EXERCISE DETAILS: Nothing but the lines from the one containing "Report one point per instance of the light" through the one containing "Report one point per instance of the vaulted", both included, should be given again, each exactly as written below.

Natural language region descriptions:
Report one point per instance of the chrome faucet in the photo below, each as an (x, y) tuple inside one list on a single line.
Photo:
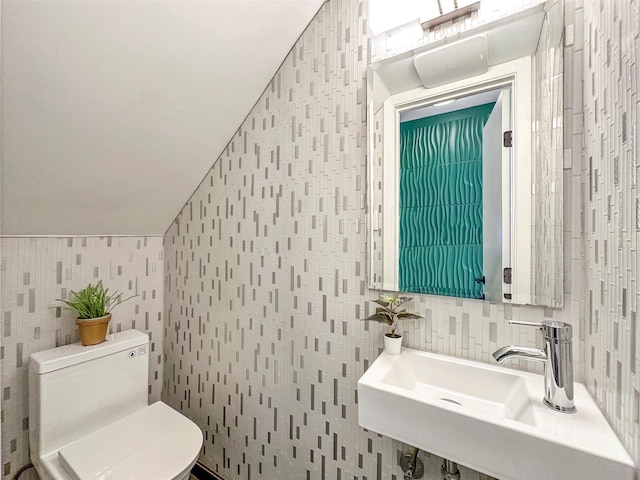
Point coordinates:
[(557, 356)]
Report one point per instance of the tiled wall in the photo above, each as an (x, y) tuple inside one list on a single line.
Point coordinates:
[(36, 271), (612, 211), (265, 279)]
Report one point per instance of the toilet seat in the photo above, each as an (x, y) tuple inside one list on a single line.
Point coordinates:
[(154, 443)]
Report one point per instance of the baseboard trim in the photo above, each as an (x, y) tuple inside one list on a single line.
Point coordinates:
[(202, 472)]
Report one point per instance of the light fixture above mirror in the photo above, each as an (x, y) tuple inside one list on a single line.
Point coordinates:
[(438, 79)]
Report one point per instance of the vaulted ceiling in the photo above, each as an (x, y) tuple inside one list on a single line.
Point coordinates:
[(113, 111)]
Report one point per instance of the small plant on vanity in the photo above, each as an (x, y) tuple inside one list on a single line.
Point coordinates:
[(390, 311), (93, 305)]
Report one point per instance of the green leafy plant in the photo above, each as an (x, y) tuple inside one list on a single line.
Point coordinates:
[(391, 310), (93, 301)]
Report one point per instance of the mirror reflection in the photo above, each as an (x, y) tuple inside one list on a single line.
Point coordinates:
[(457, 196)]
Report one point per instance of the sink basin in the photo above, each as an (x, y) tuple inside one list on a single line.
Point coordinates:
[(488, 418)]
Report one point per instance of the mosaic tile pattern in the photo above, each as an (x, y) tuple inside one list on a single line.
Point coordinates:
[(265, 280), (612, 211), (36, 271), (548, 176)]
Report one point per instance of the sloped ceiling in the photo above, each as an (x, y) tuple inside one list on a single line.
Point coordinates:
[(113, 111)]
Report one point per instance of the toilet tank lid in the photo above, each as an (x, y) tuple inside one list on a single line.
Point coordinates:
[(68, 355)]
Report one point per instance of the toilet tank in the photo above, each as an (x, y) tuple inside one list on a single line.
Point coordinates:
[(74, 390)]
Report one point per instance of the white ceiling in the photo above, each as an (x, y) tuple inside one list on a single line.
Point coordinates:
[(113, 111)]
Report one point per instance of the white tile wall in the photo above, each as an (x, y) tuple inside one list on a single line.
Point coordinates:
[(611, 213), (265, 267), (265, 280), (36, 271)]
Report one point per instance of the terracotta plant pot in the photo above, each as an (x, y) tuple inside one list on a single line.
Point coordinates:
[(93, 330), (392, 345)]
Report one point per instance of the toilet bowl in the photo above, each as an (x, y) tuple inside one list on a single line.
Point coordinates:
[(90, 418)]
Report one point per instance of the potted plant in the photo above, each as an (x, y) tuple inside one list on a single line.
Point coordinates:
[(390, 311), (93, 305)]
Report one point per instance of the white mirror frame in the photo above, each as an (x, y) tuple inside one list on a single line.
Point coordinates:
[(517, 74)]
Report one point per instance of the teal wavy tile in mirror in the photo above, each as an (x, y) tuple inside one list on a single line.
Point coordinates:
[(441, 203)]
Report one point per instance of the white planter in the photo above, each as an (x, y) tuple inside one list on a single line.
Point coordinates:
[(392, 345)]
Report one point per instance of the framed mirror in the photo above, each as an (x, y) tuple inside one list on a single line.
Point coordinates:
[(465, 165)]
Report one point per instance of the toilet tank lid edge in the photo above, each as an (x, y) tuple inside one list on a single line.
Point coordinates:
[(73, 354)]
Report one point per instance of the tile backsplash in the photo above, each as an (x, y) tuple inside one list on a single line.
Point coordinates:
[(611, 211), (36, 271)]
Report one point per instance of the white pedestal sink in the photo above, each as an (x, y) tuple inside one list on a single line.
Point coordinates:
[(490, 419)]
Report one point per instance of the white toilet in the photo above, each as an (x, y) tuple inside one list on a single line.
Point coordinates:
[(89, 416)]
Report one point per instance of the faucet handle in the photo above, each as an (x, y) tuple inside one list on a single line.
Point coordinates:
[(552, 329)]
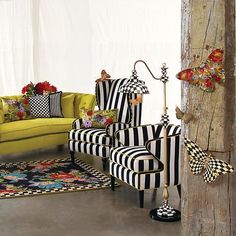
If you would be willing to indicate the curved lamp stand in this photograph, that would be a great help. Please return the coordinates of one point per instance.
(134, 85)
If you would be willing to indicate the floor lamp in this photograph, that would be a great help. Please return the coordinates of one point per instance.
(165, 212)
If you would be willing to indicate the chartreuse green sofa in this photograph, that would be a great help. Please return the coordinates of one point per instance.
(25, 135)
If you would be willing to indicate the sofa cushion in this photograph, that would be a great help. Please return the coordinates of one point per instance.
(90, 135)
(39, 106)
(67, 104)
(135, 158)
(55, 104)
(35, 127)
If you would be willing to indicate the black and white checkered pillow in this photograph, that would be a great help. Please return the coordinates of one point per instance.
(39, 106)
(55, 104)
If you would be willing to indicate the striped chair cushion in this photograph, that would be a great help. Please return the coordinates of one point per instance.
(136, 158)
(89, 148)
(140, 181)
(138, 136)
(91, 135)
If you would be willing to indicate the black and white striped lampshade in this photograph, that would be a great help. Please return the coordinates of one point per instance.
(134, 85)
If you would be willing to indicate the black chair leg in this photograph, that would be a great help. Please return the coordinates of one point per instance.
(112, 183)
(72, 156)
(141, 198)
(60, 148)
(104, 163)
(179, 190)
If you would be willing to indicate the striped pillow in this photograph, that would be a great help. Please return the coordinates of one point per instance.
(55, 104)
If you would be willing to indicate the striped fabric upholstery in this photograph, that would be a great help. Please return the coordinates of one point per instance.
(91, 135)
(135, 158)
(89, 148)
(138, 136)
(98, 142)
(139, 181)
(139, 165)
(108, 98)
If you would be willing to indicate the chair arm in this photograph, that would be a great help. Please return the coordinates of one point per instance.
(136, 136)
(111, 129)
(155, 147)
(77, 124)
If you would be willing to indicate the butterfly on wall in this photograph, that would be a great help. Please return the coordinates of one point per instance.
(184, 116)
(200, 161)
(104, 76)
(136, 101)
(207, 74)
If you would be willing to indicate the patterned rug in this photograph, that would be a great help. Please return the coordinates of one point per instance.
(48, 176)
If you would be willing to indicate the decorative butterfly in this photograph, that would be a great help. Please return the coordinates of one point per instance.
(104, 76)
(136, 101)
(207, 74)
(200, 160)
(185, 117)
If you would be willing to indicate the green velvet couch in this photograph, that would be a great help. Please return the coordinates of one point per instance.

...

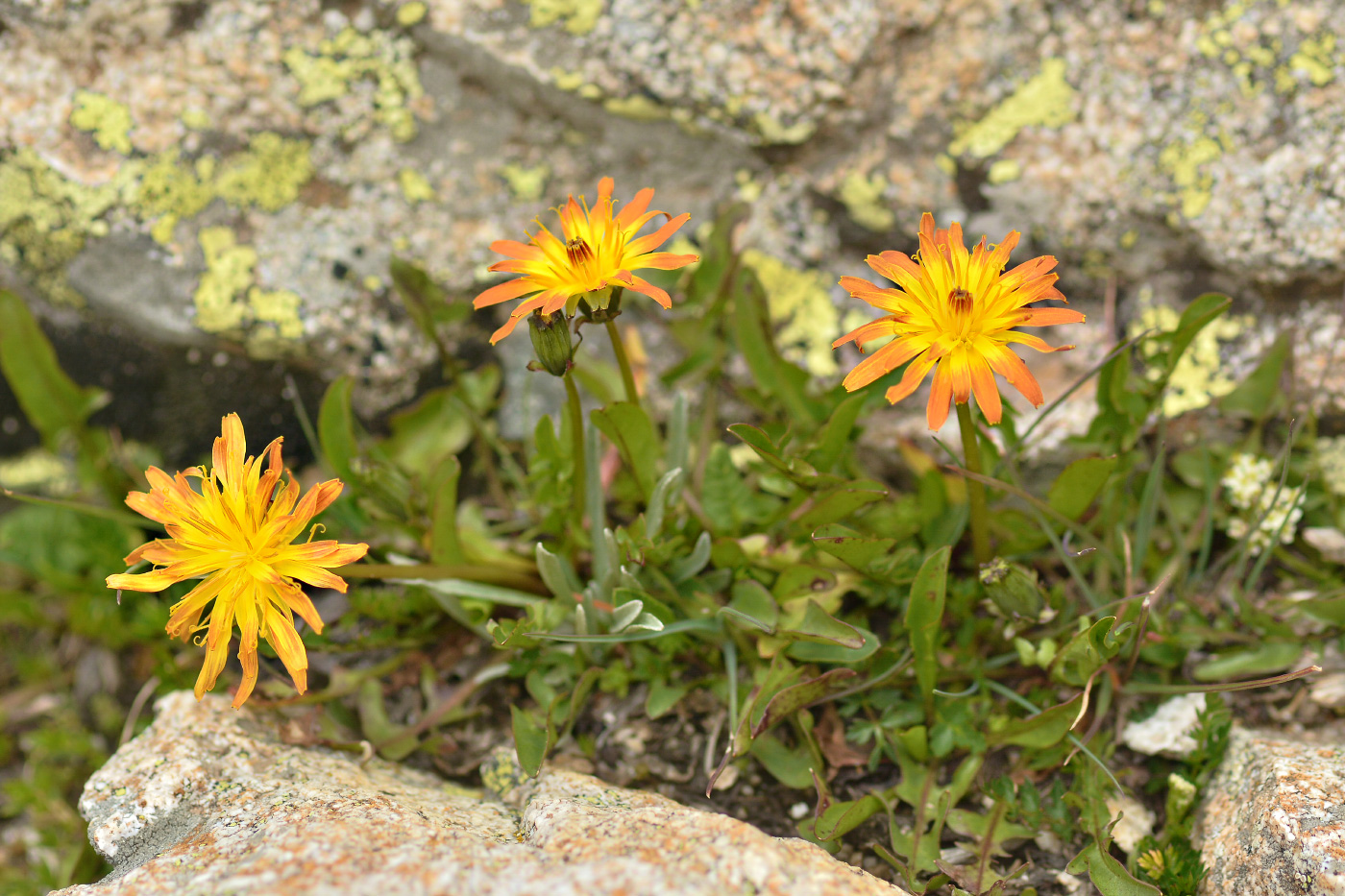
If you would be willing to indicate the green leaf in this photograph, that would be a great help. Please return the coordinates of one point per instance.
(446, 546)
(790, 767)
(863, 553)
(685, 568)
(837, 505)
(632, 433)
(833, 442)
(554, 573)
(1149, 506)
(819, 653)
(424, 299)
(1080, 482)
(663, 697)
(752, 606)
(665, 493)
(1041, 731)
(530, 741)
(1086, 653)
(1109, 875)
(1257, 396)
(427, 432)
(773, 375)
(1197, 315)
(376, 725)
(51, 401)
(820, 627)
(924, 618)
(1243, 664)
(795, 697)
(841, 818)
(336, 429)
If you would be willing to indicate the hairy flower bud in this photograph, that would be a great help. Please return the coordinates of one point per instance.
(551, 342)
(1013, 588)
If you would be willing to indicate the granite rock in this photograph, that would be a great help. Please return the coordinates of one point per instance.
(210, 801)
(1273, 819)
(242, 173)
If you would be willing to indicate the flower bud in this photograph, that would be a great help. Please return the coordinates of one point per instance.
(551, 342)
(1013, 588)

ANSWER AREA:
Report one point per instance of the light fixture above mirror in the photo above, each as an (x, y) tuple inside one list on a single line.
Point coordinates:
[(438, 79)]
Report one point per instance of the vaulted ceiling in the photo above, each as an (x, y) tuple inside one list on a single line.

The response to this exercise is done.